* _TO DO_:
In the records below, find the line that contains "Thank you for the photo. Could you point to the shoelace", then write out that line and each one after it exactly, up to and including the last.

* _DATA EXTRACT_:
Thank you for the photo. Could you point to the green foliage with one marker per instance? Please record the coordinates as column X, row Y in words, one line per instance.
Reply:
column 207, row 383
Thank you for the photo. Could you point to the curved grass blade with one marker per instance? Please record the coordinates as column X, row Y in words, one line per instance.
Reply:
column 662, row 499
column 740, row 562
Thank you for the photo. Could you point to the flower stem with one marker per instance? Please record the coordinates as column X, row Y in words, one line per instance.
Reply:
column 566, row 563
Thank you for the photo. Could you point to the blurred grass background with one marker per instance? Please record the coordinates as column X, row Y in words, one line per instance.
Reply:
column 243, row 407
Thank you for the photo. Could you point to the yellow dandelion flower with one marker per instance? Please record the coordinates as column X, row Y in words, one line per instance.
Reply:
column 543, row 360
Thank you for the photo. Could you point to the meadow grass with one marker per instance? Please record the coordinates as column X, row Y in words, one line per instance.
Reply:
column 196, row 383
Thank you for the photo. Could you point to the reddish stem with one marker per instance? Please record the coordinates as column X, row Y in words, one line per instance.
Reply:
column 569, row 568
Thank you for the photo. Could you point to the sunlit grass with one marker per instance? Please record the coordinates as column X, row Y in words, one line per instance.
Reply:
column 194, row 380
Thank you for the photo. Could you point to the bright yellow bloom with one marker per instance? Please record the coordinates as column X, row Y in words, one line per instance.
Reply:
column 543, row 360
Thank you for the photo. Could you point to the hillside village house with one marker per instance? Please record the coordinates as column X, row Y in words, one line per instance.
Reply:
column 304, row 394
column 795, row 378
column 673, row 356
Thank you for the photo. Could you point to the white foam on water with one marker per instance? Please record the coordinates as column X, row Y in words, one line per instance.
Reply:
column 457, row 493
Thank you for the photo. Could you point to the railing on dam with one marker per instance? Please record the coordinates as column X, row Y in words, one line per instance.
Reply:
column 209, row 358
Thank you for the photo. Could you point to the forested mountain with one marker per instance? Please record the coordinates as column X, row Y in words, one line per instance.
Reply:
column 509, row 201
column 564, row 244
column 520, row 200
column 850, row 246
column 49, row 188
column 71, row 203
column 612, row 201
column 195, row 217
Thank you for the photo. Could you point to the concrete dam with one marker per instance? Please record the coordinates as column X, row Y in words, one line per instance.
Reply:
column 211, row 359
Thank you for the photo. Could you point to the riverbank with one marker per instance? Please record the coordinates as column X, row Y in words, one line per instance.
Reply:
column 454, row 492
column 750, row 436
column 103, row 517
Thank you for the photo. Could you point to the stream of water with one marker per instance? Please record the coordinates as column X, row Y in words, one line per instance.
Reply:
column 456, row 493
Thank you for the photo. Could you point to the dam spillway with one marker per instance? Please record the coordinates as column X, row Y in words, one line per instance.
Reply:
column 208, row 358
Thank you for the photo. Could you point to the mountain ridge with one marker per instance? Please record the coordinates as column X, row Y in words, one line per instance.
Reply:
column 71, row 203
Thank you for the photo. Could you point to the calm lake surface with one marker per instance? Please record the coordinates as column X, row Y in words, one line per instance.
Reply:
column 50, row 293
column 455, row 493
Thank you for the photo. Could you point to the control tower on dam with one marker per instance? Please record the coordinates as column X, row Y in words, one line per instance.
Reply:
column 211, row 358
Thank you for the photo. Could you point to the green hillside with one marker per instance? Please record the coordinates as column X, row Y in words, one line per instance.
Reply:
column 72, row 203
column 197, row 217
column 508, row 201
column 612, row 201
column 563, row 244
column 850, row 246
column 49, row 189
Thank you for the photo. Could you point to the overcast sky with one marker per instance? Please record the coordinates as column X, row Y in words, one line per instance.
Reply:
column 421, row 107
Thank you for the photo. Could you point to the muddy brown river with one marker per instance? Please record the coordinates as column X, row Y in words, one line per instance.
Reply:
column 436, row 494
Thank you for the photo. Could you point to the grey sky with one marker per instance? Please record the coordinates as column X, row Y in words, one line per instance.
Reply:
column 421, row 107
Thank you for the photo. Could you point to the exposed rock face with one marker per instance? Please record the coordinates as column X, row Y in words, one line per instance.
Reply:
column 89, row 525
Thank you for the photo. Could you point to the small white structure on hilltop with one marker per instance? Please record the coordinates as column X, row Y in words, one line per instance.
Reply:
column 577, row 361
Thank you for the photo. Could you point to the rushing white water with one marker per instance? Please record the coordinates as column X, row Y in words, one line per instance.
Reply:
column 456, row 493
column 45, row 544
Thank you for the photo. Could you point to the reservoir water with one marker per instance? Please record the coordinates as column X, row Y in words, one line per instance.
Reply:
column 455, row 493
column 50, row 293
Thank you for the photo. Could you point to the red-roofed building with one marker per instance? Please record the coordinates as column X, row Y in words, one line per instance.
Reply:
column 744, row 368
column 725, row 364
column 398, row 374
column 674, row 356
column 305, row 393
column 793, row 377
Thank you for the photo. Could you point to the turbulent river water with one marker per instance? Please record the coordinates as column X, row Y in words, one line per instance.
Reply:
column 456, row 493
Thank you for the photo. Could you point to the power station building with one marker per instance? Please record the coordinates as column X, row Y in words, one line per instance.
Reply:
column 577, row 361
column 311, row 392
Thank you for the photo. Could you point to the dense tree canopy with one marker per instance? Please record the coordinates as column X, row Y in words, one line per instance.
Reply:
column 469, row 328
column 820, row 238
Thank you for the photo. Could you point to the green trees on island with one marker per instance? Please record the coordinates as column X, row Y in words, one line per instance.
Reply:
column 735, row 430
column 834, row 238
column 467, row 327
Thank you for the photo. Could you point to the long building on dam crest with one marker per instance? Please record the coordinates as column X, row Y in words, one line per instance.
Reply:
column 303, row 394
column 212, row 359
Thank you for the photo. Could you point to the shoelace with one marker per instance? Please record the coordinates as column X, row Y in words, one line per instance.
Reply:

* _TASK RESULT_:
Thank you for the photo. Could you point to the shoelace with one marker per instance? Please record the coordinates as column X, row Y in words, one line per instance.
Reply:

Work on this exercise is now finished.